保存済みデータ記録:
****************************************

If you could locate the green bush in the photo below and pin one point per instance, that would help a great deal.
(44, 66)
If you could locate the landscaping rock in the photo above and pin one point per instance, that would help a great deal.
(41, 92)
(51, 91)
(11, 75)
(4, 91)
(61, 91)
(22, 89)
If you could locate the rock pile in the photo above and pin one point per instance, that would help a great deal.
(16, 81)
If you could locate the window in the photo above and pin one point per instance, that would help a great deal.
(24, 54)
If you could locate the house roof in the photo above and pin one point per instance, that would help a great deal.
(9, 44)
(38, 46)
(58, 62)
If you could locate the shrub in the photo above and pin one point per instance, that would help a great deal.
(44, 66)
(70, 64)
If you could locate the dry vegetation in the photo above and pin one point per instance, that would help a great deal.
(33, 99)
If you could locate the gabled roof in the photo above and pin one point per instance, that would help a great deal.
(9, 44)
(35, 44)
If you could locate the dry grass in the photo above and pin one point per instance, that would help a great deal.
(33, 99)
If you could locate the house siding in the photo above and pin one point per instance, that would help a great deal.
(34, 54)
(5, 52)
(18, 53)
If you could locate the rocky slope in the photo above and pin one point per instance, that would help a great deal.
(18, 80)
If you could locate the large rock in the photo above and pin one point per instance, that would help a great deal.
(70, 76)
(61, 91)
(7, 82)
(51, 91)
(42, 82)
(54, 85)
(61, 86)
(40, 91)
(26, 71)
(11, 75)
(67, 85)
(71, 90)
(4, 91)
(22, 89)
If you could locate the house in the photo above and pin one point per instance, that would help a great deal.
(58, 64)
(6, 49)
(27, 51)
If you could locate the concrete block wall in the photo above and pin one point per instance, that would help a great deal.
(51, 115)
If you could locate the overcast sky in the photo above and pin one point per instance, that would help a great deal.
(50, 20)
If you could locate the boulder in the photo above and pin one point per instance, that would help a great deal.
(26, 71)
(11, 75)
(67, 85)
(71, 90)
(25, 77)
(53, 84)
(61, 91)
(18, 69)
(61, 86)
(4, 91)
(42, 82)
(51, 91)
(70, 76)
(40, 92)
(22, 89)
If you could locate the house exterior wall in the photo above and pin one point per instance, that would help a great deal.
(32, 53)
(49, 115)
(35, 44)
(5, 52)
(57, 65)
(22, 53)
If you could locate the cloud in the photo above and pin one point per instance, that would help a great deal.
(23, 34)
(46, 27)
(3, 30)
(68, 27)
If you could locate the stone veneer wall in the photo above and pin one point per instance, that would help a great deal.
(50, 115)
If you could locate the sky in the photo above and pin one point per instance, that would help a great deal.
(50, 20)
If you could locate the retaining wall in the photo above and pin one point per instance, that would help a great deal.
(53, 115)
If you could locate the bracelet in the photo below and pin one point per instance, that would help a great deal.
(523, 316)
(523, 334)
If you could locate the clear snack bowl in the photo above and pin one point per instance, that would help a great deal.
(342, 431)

****************************************

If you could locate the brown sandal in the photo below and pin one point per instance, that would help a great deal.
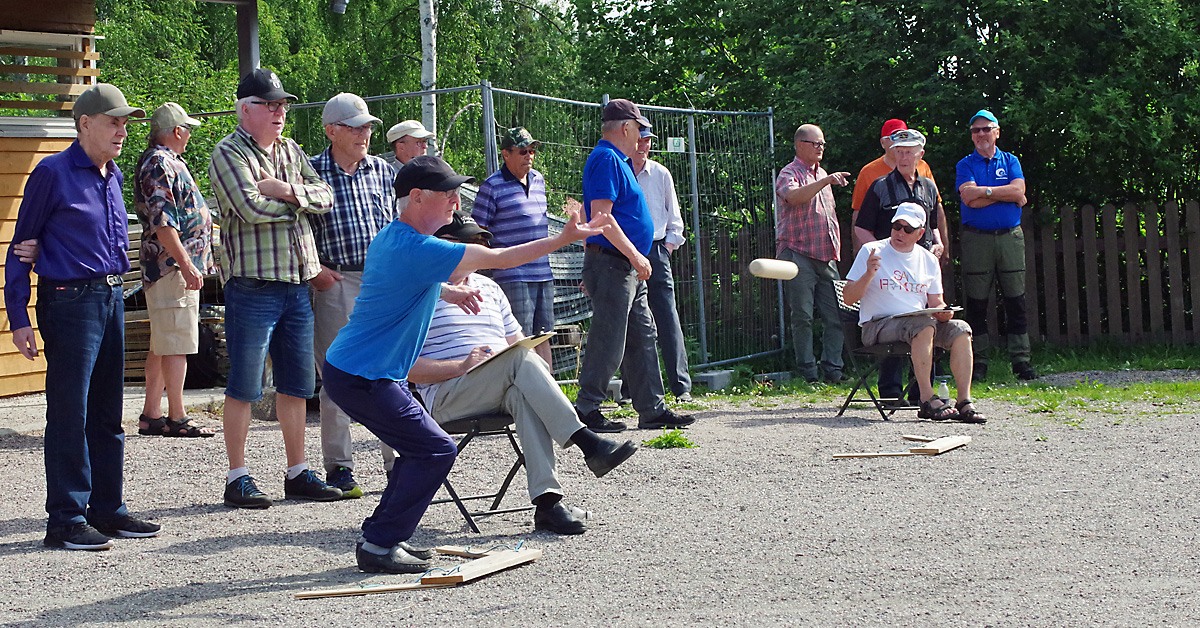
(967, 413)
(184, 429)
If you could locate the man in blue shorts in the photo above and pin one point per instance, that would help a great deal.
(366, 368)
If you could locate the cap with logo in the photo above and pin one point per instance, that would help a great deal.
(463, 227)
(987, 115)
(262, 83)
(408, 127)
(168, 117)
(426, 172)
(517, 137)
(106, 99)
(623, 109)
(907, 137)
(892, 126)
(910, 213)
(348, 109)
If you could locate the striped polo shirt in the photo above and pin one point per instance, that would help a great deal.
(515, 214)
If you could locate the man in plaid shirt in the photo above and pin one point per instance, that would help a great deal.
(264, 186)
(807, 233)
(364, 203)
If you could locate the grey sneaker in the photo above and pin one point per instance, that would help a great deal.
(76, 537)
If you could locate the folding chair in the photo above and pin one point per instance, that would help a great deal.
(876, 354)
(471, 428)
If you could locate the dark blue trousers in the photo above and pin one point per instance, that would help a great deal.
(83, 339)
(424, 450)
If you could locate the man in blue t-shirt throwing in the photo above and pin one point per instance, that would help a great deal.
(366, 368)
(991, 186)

****************************************

• 課題概要: 上記のレコードから、文字列「roof」を含む行をすべて書き写して報告してください。大文字と小文字は区別されます。

• 課題解答:
If you could locate the house roof in the photo above and pin one point per instance, that would help a great deal.
If you could locate the gabled roof in the photo above and pin one point per instance, that would help a great deal.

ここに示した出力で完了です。